> **To be done**:
Copy out all the entries below, substituting "corners" for every "vertices" and leaving everything else unchanged.

> **Data for processing**:
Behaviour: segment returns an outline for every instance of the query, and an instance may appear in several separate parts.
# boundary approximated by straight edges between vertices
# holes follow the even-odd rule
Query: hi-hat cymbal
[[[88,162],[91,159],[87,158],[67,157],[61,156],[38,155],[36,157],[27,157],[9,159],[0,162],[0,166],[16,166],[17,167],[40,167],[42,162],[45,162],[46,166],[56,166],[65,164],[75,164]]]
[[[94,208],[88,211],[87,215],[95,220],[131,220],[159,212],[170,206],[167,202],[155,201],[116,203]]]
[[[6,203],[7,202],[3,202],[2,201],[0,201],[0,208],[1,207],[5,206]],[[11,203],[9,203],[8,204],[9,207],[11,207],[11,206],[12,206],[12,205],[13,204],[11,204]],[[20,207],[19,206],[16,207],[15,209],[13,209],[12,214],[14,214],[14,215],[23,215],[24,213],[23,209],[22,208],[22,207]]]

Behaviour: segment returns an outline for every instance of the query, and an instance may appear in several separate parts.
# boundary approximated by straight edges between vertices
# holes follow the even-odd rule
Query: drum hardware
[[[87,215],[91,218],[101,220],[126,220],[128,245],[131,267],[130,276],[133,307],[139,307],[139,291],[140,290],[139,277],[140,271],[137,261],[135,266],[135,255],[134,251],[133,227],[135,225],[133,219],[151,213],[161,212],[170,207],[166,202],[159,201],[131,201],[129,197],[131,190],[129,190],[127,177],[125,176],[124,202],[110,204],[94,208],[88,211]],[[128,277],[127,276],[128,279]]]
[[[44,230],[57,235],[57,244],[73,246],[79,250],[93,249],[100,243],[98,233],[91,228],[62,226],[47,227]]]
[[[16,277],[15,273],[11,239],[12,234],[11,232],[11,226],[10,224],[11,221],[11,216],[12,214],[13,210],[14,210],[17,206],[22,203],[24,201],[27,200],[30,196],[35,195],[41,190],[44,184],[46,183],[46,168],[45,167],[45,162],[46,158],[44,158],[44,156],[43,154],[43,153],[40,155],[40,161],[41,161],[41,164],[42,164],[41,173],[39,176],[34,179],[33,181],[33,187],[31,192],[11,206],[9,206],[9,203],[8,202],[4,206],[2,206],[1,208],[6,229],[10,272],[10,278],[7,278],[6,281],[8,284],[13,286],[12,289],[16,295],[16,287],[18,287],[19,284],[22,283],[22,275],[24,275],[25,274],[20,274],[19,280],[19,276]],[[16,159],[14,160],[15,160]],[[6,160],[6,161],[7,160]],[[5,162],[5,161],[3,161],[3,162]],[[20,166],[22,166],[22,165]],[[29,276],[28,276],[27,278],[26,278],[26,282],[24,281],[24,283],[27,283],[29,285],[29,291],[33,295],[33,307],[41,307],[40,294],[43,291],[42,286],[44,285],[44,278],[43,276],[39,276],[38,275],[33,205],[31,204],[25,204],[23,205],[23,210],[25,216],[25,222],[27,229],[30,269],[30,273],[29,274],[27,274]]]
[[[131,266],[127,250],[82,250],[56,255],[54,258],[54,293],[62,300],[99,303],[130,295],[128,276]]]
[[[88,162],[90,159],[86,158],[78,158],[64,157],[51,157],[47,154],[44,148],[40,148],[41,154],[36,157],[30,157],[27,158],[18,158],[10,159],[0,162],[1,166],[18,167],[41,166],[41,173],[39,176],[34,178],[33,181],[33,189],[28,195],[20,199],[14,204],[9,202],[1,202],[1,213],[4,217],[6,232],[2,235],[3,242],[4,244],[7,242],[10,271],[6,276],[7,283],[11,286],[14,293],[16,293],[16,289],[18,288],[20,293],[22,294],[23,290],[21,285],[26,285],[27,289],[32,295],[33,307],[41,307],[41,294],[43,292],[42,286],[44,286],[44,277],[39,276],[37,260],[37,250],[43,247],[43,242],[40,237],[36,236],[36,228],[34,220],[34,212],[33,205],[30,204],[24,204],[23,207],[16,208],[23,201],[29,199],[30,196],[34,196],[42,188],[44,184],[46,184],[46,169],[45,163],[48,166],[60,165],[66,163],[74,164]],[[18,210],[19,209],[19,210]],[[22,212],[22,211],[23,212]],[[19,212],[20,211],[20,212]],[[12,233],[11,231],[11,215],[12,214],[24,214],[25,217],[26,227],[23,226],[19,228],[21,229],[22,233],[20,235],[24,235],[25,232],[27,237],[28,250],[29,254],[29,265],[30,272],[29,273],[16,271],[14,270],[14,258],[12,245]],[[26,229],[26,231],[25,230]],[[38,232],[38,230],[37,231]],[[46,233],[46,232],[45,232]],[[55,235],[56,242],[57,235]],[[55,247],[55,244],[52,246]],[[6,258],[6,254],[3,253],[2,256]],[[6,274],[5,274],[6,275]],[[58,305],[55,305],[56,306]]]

> **Solution below**:
Behaviour: segment returns an outline for every instance of the query, and an instance may appear in several separate parts.
# boundary approximated by straight edges between corners
# holes follow the even-odd rule
Query: hi-hat cymbal
[[[88,162],[91,159],[87,158],[67,157],[61,156],[38,155],[36,157],[27,157],[9,159],[0,162],[0,166],[16,166],[17,167],[40,167],[42,162],[45,162],[46,166],[56,166],[65,164],[75,164]]]
[[[94,208],[88,211],[87,215],[95,220],[131,220],[159,212],[170,206],[167,202],[155,201],[116,203]]]
[[[6,203],[7,202],[3,202],[2,201],[0,201],[0,208],[1,207],[5,206]],[[11,203],[9,203],[8,204],[9,207],[11,207],[11,206],[12,206],[12,205],[13,204],[11,204]],[[20,207],[19,206],[16,207],[15,209],[13,209],[12,214],[14,214],[14,215],[23,215],[24,213],[23,209],[22,208],[22,207]]]

Behaviour: segment returns an outline for every instance of the query, and an instance may appear in several separate parts.
# boundary approximated by straight edges between corners
# holes follow the even-odd rule
Query: drum hardware
[[[87,215],[91,218],[101,220],[126,220],[128,245],[131,267],[130,276],[133,307],[139,307],[139,291],[140,290],[139,277],[140,271],[137,261],[135,266],[135,255],[134,251],[133,227],[135,225],[133,219],[151,213],[161,212],[170,207],[166,202],[159,201],[131,201],[129,197],[131,190],[129,190],[127,177],[125,176],[124,202],[110,204],[94,208],[88,211]],[[128,277],[127,276],[128,279]]]
[[[44,230],[57,235],[57,244],[73,246],[79,250],[93,249],[100,243],[98,233],[91,228],[62,226],[47,227]]]
[[[16,277],[15,273],[11,239],[12,234],[11,232],[11,226],[10,224],[11,221],[11,216],[12,214],[13,210],[14,210],[17,206],[22,203],[24,201],[27,200],[30,196],[35,195],[41,190],[44,184],[46,183],[46,168],[45,167],[45,162],[46,158],[44,158],[44,156],[43,154],[43,153],[40,155],[40,161],[41,161],[41,164],[42,164],[41,173],[39,176],[34,179],[33,181],[33,187],[31,192],[11,206],[9,206],[9,203],[8,202],[4,206],[2,206],[1,208],[6,229],[10,272],[10,278],[7,278],[6,281],[8,284],[13,286],[12,289],[16,295],[16,287],[18,287],[19,284],[22,283],[22,275],[24,275],[25,274],[20,274],[19,280],[19,276]],[[16,159],[14,160],[15,160]],[[6,160],[6,161],[7,160]],[[5,162],[5,161],[3,161],[3,162]],[[20,166],[22,166],[22,165]],[[29,276],[28,276],[27,278],[26,278],[26,282],[24,281],[24,283],[27,283],[29,285],[29,291],[33,295],[33,307],[41,307],[40,294],[43,291],[42,286],[44,285],[44,278],[43,276],[39,276],[38,275],[33,205],[31,204],[25,204],[23,205],[23,210],[25,216],[25,222],[27,229],[30,269],[30,273],[29,274],[27,274]]]
[[[131,266],[127,250],[82,250],[56,255],[54,258],[54,293],[62,300],[99,303],[130,295],[128,276]]]
[[[88,162],[90,159],[86,158],[78,158],[64,157],[51,157],[47,154],[44,148],[40,148],[41,154],[36,157],[30,157],[27,158],[18,158],[10,159],[0,162],[1,166],[18,167],[41,166],[41,173],[39,176],[34,178],[33,181],[33,189],[28,195],[20,199],[14,204],[9,202],[1,202],[1,213],[4,217],[6,232],[2,235],[3,242],[4,244],[7,242],[10,271],[6,276],[7,283],[11,286],[14,293],[16,293],[16,289],[18,288],[20,293],[22,294],[23,290],[21,285],[26,285],[27,289],[32,295],[33,307],[41,307],[41,294],[43,292],[42,286],[44,286],[44,277],[39,276],[37,260],[37,250],[43,247],[43,242],[40,237],[36,236],[36,228],[34,220],[34,212],[33,205],[30,204],[24,204],[23,207],[16,208],[23,201],[29,199],[30,196],[34,196],[42,188],[44,184],[46,184],[46,169],[45,163],[48,166],[60,165],[66,163],[74,164]],[[18,210],[19,209],[19,210]],[[22,212],[22,211],[23,212]],[[19,212],[20,211],[20,212]],[[12,233],[11,231],[11,215],[12,214],[24,214],[25,217],[26,227],[23,226],[19,228],[21,229],[22,233],[20,235],[24,235],[25,232],[27,237],[28,250],[29,254],[29,265],[30,272],[29,273],[16,271],[14,270],[14,258],[12,245]],[[26,229],[26,231],[25,230]],[[38,232],[38,230],[37,231]],[[46,233],[46,232],[45,232]],[[55,235],[56,242],[57,235]],[[55,247],[55,244],[52,246]],[[6,258],[6,254],[3,253],[2,256]],[[6,274],[5,274],[6,275]],[[58,305],[55,305],[56,306]]]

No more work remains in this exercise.